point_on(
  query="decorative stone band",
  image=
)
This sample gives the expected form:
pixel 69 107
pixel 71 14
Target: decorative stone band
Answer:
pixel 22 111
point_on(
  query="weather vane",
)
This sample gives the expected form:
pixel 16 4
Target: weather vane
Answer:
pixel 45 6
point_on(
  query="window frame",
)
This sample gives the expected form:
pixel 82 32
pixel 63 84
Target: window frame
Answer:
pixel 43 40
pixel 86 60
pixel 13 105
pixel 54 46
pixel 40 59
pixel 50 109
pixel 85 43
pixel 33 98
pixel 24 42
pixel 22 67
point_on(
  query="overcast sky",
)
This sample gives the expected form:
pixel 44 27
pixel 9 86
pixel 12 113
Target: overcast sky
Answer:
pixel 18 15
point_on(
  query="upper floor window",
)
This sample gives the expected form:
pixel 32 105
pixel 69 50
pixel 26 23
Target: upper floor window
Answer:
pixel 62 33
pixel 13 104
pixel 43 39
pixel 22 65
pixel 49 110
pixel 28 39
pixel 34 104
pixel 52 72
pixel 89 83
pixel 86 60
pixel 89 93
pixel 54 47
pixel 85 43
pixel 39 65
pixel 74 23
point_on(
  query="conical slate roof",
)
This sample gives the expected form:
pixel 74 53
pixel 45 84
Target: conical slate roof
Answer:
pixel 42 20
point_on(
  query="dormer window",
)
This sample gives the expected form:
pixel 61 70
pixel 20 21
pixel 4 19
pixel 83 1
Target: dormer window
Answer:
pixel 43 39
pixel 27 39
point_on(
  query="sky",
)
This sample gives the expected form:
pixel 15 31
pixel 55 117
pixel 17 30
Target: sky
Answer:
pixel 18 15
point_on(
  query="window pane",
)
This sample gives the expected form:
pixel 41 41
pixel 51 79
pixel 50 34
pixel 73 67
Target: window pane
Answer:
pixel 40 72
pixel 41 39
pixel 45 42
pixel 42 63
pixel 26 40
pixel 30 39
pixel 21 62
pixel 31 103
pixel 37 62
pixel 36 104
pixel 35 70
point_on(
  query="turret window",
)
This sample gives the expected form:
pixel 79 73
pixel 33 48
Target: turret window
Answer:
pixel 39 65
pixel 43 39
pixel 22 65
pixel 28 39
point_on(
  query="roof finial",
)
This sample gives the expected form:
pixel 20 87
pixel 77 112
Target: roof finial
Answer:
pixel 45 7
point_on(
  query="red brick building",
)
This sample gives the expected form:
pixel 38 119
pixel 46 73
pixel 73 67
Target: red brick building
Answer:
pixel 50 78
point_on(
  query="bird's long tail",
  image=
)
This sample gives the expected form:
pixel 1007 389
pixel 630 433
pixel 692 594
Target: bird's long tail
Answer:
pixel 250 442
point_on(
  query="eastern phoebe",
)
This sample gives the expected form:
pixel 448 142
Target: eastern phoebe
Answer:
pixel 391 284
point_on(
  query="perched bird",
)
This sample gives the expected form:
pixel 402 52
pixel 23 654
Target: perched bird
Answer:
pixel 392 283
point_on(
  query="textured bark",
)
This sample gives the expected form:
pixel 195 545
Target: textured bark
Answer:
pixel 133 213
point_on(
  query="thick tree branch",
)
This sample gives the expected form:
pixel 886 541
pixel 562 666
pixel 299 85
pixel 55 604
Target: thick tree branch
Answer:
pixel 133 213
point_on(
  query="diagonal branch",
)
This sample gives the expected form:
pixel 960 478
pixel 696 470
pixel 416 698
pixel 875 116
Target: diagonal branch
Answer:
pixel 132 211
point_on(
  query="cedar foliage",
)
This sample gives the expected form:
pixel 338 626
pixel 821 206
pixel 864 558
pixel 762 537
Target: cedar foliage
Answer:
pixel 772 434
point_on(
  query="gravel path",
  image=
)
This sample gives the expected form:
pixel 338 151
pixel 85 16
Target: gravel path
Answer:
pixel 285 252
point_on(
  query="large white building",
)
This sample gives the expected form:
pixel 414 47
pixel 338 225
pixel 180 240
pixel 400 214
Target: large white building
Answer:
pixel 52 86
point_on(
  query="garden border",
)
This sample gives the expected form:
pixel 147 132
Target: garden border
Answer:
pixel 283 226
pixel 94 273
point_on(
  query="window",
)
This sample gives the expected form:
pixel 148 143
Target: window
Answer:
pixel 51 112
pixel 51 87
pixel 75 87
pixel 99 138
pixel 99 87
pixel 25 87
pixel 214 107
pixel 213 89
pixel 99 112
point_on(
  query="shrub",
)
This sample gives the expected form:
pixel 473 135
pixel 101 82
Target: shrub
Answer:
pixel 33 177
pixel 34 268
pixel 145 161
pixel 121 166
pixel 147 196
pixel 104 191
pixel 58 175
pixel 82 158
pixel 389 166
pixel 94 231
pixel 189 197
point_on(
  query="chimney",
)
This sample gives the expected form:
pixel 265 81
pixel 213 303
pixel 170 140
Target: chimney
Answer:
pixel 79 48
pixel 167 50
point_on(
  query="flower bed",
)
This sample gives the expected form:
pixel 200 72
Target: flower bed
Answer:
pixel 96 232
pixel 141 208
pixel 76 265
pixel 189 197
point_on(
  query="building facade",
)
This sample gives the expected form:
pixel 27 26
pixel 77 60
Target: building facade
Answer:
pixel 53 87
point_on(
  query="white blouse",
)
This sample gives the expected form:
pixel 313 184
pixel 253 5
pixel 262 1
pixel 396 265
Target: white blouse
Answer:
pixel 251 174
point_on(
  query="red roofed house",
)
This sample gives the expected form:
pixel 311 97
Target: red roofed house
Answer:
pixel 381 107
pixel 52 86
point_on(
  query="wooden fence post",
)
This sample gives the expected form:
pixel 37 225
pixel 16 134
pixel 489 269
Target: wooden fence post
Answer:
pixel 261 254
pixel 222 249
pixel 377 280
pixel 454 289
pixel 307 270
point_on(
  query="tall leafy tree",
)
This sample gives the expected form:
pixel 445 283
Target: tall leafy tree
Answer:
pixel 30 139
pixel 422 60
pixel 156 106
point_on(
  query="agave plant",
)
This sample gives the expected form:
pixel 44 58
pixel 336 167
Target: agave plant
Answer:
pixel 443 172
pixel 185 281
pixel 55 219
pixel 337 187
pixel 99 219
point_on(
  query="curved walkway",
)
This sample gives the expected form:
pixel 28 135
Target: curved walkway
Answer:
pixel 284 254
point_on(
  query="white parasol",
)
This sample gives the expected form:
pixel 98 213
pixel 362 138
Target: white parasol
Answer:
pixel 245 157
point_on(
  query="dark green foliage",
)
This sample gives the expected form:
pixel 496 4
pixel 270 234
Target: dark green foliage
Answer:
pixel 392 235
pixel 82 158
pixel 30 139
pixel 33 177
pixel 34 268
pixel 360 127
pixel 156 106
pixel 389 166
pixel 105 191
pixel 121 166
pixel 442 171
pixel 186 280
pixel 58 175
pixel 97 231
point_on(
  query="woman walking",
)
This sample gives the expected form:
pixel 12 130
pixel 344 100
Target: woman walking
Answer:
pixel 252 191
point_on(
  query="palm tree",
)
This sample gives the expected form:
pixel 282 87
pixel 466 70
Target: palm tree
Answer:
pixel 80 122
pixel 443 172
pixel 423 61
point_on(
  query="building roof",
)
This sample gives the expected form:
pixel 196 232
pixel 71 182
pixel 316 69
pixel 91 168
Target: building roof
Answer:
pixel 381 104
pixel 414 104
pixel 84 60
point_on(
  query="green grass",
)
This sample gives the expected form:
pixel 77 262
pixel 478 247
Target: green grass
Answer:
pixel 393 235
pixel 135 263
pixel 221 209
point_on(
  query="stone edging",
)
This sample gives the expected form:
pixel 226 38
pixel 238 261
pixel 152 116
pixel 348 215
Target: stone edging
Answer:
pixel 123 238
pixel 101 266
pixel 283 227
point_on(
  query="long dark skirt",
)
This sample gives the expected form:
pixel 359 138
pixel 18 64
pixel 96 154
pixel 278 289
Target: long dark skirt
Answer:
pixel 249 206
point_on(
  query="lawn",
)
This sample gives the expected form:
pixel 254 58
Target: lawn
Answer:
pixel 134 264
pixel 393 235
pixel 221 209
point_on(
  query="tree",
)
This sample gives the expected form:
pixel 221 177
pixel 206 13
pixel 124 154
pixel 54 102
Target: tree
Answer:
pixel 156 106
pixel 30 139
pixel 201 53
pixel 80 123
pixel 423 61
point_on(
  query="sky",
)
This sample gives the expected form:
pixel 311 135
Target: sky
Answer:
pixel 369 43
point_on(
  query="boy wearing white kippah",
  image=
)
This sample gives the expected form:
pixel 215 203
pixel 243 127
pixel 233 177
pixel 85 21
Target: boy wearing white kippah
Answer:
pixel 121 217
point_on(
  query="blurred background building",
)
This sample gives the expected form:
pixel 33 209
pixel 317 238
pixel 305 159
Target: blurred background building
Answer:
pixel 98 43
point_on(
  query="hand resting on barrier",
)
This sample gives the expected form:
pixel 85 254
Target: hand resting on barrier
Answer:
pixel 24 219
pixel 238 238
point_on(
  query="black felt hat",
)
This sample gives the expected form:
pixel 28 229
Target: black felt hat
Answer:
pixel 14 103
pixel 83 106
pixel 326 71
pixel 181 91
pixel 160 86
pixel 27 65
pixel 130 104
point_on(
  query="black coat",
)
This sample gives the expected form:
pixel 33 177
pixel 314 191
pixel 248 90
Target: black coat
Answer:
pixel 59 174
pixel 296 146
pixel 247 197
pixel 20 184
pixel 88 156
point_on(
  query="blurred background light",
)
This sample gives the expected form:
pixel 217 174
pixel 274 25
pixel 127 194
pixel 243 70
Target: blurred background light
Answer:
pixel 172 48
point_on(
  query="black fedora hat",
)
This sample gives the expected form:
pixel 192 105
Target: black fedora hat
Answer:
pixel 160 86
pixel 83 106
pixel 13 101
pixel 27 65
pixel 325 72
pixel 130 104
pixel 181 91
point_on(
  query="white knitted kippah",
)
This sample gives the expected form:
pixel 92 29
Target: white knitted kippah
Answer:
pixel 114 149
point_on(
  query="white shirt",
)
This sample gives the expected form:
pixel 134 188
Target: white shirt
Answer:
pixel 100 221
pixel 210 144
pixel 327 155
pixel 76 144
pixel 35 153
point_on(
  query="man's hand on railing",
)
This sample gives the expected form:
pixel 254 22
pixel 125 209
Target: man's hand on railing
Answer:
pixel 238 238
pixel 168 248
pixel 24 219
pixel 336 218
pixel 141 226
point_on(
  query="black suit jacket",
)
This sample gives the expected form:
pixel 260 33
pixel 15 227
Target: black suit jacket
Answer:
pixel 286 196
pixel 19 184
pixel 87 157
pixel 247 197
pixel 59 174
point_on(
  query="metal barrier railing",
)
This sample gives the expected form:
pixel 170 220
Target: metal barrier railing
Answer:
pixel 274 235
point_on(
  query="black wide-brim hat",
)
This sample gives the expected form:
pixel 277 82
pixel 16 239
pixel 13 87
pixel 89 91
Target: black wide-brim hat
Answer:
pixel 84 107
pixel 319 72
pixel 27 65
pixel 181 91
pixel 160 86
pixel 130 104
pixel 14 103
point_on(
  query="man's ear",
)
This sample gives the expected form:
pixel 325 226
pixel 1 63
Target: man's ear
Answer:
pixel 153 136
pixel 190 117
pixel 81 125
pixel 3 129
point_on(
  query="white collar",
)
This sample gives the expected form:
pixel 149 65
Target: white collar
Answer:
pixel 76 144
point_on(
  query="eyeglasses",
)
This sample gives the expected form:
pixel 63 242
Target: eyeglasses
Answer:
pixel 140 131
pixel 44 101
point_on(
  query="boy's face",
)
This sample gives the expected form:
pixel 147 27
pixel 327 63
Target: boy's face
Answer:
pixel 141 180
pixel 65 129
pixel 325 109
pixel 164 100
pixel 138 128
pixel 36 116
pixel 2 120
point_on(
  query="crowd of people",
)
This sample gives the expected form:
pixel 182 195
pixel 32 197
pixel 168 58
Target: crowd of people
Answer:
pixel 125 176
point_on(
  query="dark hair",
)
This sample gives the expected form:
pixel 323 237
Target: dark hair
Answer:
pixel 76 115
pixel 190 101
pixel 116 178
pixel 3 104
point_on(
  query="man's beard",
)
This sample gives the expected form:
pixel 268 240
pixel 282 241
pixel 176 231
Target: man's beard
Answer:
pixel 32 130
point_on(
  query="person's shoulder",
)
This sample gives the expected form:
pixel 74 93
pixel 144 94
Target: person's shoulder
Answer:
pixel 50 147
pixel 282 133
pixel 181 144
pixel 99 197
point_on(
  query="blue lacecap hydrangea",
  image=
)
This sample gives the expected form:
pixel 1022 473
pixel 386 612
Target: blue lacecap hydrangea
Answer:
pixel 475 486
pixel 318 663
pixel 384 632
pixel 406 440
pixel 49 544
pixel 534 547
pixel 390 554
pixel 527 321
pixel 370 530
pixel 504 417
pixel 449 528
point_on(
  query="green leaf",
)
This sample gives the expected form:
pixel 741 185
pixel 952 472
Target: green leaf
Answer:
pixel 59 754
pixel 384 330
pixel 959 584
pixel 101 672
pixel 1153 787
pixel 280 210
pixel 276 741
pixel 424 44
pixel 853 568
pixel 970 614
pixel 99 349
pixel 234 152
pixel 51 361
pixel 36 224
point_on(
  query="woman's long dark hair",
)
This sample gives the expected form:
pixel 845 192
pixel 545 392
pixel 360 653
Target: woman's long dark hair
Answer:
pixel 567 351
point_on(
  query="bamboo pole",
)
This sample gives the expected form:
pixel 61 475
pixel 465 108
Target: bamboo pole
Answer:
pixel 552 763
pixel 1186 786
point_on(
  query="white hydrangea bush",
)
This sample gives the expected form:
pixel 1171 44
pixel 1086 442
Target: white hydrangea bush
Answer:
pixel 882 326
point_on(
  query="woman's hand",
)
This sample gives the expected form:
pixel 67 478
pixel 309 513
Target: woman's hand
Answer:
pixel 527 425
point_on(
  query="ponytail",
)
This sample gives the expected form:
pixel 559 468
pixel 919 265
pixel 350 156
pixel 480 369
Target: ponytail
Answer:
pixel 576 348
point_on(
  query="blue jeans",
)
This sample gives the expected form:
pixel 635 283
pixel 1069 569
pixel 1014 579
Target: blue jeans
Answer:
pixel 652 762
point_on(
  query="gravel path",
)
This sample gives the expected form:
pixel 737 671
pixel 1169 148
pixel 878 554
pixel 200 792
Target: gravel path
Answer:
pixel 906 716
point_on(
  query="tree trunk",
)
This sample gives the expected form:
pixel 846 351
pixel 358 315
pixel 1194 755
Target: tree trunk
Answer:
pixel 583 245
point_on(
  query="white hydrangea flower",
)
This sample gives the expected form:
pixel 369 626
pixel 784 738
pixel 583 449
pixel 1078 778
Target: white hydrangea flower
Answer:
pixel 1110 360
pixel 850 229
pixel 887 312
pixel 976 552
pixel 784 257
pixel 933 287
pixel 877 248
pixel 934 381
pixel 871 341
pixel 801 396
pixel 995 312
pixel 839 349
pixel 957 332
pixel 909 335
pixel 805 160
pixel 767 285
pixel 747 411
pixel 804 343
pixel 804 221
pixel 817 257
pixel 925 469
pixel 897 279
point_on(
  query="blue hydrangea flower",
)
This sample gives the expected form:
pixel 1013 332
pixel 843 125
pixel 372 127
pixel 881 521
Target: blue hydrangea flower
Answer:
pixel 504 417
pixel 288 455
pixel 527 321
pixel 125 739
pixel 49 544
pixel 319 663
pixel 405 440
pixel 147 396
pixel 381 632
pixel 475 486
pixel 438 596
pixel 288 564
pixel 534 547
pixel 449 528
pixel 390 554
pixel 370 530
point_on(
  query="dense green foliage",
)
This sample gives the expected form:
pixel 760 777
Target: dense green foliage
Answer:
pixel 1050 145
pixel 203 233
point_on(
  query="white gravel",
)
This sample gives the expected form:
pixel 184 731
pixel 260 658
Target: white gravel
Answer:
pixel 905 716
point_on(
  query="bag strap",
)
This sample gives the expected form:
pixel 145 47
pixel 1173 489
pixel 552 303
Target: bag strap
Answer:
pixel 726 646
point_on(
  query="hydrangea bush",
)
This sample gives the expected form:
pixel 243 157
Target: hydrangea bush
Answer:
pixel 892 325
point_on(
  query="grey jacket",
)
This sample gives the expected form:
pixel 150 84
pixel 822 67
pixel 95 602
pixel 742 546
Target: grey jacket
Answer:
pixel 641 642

Aim of the task –
Report how many lines in the records contain the string "weather", with case counting, and give only that number.

Exercise output –
2